=== Extrait du texte ===

Pacimbourg, l’insigne voleur, comme on l’appelait, qui avait eu cent mille florins d’or dans le marché passé avec le maréchal d’Audenham, ravageait le Gévaudan et l’Auvergne ; Bérard d’Albret, Bertaguin, Espiole Bertaguin, Rabaud de Nessy, pillaient le Languedoc, tandis que l’archiprêtre saccageait la Lorraine. Abandonné de tous, le paysan avait perdu jusqu’à l’espérance et ne demandait plus même à être secouru, car les soldats que l’on opposait aux grandes bandes étaient des bandits eux-mêmes et consommaient sa ruine. En 1364, les compagnies ne firent plus que trois bandes qui se divisèrent la France : la première — la grande compagnie — eut l’Auvergne, les bords de la Loire, la Champagne ; la seconde — les Navarrois, — sous Charles-le-Mauvais, prit le duché de Bourgogne ; la troisième, — les Comtois, — sons le comte de Montbéliard, exploita la Franche-Comté. « La terreur chassait devant elles les habitants des campagnes, qui se réfugiaient dans les lieux fortiliés, emportant avec eux leur blé, leur vin, leur fourrage, et livrant aux flammes ce que la présence du danger ne leur permettait pas d’enlever. »

=== Entrées fournies ===

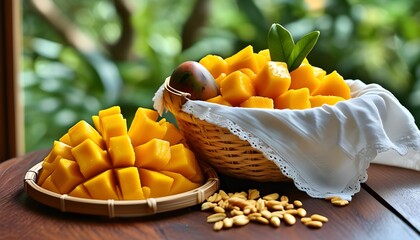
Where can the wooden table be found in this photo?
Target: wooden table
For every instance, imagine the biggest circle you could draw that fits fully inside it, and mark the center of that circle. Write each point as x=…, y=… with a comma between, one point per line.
x=387, y=207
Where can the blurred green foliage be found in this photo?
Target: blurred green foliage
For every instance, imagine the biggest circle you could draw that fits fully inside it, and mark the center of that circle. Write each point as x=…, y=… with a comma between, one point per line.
x=377, y=41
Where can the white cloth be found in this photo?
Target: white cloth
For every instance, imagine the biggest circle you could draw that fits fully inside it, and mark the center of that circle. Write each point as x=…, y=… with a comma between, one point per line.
x=325, y=150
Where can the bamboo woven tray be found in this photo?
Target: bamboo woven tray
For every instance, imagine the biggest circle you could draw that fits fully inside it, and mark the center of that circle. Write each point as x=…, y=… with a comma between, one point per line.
x=120, y=208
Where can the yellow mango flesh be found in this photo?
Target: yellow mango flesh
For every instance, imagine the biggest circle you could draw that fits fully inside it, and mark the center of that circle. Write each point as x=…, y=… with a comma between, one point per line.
x=182, y=161
x=215, y=64
x=333, y=84
x=273, y=80
x=155, y=154
x=293, y=99
x=219, y=100
x=59, y=149
x=266, y=54
x=91, y=158
x=65, y=139
x=88, y=171
x=144, y=128
x=172, y=135
x=159, y=184
x=102, y=186
x=258, y=102
x=112, y=126
x=80, y=191
x=66, y=175
x=304, y=77
x=245, y=58
x=181, y=184
x=236, y=88
x=82, y=131
x=121, y=152
x=129, y=182
x=319, y=100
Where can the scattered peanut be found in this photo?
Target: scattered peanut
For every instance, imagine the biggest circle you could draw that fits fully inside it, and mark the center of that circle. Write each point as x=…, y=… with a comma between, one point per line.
x=216, y=217
x=275, y=221
x=238, y=209
x=313, y=224
x=218, y=226
x=317, y=217
x=289, y=218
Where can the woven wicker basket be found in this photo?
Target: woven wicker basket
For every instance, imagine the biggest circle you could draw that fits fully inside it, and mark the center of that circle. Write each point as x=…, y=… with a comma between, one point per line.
x=121, y=208
x=223, y=150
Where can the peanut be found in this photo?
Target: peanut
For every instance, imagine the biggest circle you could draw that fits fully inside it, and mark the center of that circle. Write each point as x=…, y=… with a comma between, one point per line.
x=317, y=217
x=238, y=209
x=289, y=219
x=240, y=220
x=227, y=222
x=272, y=196
x=216, y=217
x=313, y=224
x=275, y=221
x=218, y=226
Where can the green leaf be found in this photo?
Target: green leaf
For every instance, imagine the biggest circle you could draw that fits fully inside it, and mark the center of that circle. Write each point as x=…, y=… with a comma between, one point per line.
x=301, y=50
x=280, y=43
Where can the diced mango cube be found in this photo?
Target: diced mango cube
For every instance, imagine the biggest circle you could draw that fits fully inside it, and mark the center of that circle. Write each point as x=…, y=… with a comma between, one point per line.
x=155, y=154
x=249, y=73
x=216, y=65
x=319, y=73
x=66, y=175
x=121, y=151
x=91, y=158
x=219, y=100
x=236, y=88
x=333, y=84
x=159, y=183
x=181, y=184
x=80, y=191
x=109, y=111
x=183, y=161
x=258, y=102
x=102, y=186
x=103, y=113
x=304, y=77
x=65, y=139
x=172, y=135
x=97, y=123
x=245, y=58
x=82, y=131
x=266, y=54
x=49, y=185
x=59, y=149
x=112, y=126
x=319, y=100
x=142, y=121
x=273, y=80
x=130, y=184
x=293, y=99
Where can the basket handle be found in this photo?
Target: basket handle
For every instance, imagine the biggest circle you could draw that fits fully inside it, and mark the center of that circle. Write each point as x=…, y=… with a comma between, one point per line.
x=175, y=91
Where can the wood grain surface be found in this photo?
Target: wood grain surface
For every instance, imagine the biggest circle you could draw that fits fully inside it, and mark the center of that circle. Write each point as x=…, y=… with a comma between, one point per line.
x=385, y=208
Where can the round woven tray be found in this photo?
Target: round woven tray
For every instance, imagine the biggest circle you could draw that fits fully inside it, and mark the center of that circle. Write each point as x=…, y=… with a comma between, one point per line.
x=226, y=152
x=120, y=208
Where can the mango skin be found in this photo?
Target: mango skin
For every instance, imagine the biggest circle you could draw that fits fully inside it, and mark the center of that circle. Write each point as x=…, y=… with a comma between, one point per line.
x=193, y=78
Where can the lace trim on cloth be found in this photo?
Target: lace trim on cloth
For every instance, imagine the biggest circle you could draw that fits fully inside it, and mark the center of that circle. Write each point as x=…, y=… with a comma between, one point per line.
x=374, y=144
x=325, y=150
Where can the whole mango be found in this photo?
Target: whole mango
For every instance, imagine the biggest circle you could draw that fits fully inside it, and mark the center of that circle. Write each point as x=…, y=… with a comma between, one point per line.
x=193, y=78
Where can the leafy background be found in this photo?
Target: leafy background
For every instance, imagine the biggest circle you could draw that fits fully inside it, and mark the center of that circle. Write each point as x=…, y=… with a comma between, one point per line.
x=83, y=56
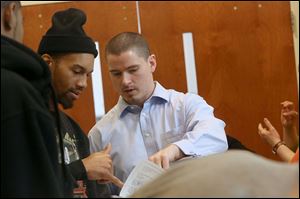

===

▸ Liste des tâches
1/ D'après l'extrait sur les grandes compagnies, quelle somme Pacimbourg avait-il obtenue dans le marché passé avec le maréchal d'Audenham ?
2/ Poursuivez l'extrait sur les grandes compagnies à partir de sa dernière phrase.

▸ Réponses
1/ Cent mille florins d'or.

2/
La mort de Charles de Blois mit fin à la longue guerre civile qui, depuis vingt-trois années, désolait la Bretagne. Congédiés par les deux partis, les bandits vinrent mettre à sac le reste de la France. « Leurs moindres crimes étaient le ravage des campagnes et des villes ; ils égorgeaient jusqu’aux enfants dans le berceau, ils déshonoraient les vierges consacrées à Dieu, ils traînaient en esclavage les dames de la plus haute qualité, ils s’en servaient dans leurs marches pour porter les armes et le bagage. Les églises, les monastères, les vases sacrés, n’arrêtaient point ces sacrilèges. Ils réduisaient en cendres les lieux les plus saints, ils employaient contre les prêtres la rigueur des tourments et la mort même pour les obliger à découvrir les richesses du sanctuaire et les ornements de l’autel. » (Longueval, XVllI, p. 91.)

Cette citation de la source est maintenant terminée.